----- SUPPLIED DATA -----
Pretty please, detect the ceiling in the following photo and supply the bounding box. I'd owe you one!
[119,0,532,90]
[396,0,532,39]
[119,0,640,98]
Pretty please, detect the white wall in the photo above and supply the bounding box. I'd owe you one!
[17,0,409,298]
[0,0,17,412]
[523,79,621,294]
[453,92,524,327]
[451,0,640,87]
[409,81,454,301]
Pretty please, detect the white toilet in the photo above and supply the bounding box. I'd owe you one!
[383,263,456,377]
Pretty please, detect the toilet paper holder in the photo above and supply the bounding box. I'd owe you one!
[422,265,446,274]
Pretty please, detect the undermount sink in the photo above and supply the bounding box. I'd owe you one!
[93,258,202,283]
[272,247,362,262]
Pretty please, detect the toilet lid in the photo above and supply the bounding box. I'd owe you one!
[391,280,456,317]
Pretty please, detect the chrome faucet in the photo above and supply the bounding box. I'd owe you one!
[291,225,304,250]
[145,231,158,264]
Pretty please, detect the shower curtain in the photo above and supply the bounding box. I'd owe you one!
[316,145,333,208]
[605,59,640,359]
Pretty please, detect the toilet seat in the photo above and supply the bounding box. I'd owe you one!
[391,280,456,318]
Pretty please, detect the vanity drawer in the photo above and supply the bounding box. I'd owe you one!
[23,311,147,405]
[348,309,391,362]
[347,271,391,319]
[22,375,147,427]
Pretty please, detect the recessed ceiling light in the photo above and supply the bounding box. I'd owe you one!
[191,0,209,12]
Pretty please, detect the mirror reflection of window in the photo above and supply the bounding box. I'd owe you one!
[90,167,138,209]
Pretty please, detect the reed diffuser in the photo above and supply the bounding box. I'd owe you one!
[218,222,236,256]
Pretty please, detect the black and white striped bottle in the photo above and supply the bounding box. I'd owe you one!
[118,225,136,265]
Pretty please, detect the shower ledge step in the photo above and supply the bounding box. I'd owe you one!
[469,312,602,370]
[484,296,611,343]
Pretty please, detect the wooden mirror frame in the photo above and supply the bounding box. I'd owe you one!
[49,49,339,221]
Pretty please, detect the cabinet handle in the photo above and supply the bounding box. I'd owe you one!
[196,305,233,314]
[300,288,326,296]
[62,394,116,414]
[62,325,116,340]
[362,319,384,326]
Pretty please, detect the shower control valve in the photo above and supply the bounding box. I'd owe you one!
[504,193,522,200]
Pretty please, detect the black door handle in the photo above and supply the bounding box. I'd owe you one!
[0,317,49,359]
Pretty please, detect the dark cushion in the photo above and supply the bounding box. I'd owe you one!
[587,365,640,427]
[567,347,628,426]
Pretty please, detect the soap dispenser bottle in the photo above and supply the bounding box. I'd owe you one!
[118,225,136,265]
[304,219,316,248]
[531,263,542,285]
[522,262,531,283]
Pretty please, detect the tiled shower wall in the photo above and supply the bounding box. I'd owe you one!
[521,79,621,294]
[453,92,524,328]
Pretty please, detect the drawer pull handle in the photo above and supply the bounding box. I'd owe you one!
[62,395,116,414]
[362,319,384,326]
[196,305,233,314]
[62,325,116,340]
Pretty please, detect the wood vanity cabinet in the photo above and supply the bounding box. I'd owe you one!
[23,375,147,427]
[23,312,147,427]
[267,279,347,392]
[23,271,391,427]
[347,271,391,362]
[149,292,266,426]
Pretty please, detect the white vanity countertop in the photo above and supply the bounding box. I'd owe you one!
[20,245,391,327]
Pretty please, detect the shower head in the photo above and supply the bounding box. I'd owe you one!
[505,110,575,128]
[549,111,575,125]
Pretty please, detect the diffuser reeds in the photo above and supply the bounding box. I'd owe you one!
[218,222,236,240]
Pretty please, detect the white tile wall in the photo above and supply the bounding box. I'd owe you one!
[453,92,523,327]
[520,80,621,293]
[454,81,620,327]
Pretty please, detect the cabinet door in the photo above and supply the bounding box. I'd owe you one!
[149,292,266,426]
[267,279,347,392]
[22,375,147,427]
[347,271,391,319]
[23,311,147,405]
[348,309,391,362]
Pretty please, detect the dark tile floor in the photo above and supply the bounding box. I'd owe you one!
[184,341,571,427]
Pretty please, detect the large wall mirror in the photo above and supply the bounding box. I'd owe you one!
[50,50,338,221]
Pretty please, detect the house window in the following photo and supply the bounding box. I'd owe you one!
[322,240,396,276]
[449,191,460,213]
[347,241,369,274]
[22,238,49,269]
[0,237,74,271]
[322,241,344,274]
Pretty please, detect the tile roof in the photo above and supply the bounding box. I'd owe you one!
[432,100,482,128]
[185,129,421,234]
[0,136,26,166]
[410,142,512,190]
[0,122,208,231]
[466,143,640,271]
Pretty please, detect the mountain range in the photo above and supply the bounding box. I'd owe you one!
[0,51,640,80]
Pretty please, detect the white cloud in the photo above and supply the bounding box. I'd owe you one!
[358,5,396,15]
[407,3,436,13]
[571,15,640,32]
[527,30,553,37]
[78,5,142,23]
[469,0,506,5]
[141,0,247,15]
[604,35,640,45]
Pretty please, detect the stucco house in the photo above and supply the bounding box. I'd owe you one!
-----
• **INSTRUCTIONS FOR THE TASK**
Reproduce everything from the start of the records down to the line containing "[383,263,456,377]", replacing "bounding box" with "box coordinates" and leaving all else unchanged.

• **EXERCISE RESPONSE**
Pretty please, detect the ceiling in the following photo and supply the box coordinates. I'd owe you one!
[119,0,532,90]
[396,0,532,39]
[119,0,640,98]
Pretty please, detect the white wall in the photo above and supply the box coordinates. I'd owe you one!
[17,0,409,298]
[0,0,17,412]
[523,79,621,294]
[453,92,524,327]
[451,0,640,87]
[409,81,454,301]
Pretty please, detect the white toilet in the photo above and supply the box coordinates. I'd owe you one!
[383,263,456,377]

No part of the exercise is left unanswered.